Records excerpted from a collection
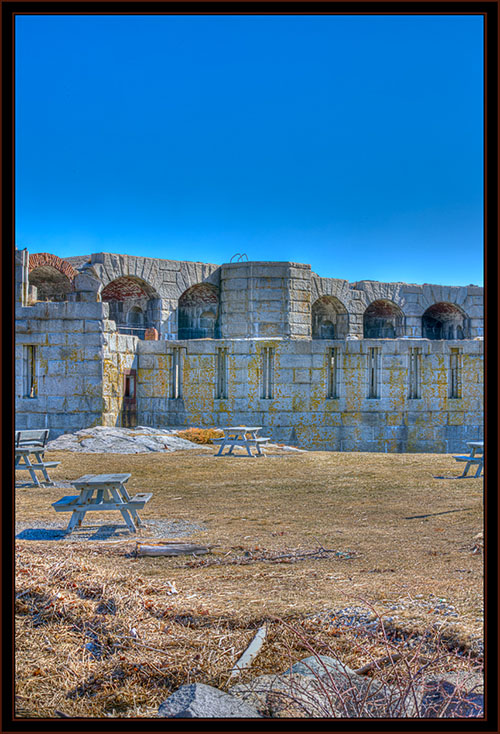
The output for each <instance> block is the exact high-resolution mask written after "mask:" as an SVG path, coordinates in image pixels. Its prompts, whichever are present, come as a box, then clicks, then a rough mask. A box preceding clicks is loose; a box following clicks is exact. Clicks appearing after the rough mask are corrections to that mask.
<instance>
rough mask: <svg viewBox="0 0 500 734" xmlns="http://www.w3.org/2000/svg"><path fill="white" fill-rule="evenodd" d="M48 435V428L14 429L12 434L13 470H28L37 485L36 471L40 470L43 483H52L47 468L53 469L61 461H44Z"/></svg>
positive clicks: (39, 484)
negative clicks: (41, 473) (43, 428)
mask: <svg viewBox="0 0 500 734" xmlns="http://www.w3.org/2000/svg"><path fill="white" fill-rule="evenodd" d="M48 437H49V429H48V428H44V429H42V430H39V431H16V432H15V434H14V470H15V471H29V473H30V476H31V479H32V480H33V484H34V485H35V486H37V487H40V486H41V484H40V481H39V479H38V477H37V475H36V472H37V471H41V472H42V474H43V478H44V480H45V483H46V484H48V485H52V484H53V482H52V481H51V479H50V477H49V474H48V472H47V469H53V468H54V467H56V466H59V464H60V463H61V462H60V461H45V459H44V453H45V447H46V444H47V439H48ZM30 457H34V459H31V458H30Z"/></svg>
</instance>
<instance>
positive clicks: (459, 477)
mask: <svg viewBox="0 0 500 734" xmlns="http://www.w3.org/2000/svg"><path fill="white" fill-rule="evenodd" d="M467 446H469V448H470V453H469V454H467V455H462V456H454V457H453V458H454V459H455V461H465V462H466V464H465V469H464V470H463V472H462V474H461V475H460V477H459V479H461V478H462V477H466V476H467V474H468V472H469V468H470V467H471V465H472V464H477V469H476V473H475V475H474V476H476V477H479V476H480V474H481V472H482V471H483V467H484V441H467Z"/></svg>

...

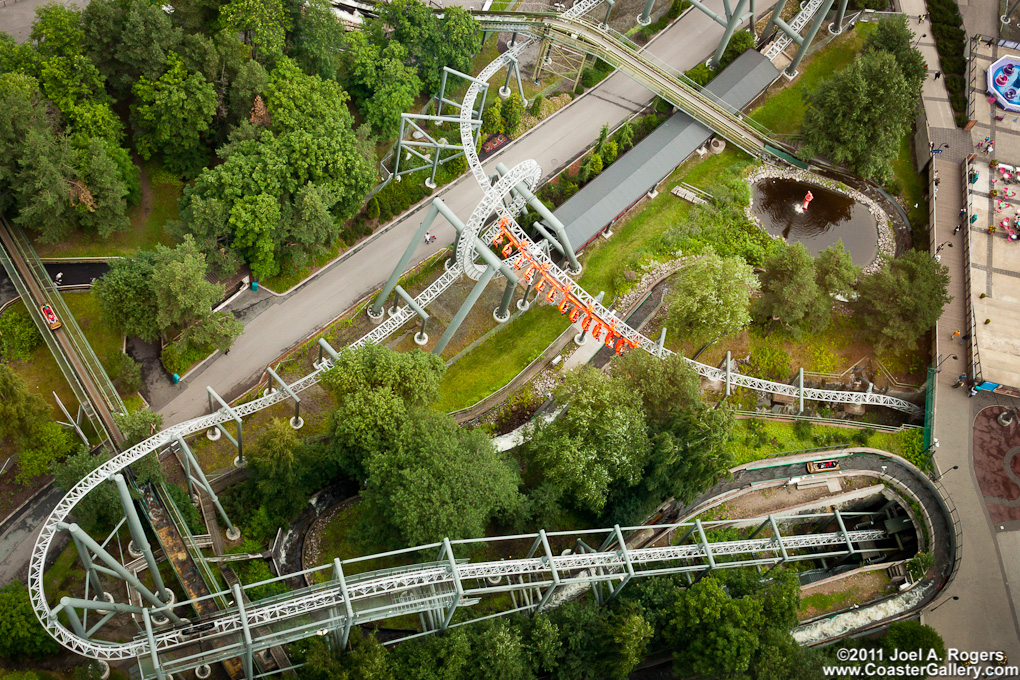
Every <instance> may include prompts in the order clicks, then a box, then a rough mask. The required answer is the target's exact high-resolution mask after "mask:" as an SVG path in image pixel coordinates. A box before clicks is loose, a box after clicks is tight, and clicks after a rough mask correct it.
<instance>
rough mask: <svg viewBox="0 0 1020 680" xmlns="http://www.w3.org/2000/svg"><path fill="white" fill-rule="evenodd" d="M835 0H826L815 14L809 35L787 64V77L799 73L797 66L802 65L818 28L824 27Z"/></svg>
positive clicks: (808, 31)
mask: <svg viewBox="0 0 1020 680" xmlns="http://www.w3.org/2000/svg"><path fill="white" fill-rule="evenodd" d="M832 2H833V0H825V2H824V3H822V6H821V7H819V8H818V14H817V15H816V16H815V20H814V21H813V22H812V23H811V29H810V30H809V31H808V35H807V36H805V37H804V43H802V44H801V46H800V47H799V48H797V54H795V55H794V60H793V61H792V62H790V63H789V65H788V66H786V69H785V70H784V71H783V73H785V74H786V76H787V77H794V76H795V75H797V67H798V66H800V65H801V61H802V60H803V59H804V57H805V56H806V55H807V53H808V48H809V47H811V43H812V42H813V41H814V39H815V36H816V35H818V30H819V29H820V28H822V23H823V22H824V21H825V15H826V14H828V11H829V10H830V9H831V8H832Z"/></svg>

* * *

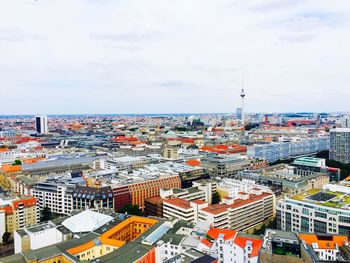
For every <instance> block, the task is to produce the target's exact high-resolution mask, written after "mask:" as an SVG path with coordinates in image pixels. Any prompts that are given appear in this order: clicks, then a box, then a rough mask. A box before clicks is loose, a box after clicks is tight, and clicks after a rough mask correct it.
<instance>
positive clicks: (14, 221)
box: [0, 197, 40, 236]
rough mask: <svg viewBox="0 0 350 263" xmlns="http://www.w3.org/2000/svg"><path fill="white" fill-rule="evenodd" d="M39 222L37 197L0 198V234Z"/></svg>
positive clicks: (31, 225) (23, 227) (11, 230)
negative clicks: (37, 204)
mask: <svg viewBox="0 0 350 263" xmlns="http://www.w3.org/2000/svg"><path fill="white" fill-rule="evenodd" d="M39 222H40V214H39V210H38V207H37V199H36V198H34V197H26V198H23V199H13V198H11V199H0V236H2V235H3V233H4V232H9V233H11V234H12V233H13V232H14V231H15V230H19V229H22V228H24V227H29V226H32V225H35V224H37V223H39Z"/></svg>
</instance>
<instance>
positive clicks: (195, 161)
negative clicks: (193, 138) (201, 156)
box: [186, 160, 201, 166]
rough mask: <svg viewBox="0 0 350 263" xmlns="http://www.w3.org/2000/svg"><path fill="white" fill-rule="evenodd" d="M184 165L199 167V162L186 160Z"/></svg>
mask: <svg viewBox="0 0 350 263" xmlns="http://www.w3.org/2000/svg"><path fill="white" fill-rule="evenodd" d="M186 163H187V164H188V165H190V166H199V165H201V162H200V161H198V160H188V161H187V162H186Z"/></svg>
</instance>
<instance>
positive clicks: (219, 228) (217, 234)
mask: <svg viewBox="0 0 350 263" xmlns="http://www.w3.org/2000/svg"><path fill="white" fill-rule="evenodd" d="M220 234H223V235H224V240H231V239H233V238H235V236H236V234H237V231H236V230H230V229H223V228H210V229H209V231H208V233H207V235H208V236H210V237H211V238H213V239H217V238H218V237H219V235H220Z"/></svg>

▶ _Task statement_:
Of the lines above, show those in which "block" appears.

▶ _Answer to this task_:
The output for each <instance> block is the exact high-resolution mask written after "mask:" as an SVG path, coordinates in image pixels. Its prompts, whichever are present, come as a box, then clicks, then a rough mask. A box preceding clicks is loose; a box following clicks is exact. Clicks appearing after the rough mask are corrections to that mask.
For every <instance> block, the task is to produce the target's exact high-resolution mask, written after "mask:" as an SVG path with coordinates in image pixels. Any prompts that are given appear in this order: clicks, then a box, then a rough mask. A box before clicks is loose, a box after clicks is tight, and clicks after a rough mask correct it.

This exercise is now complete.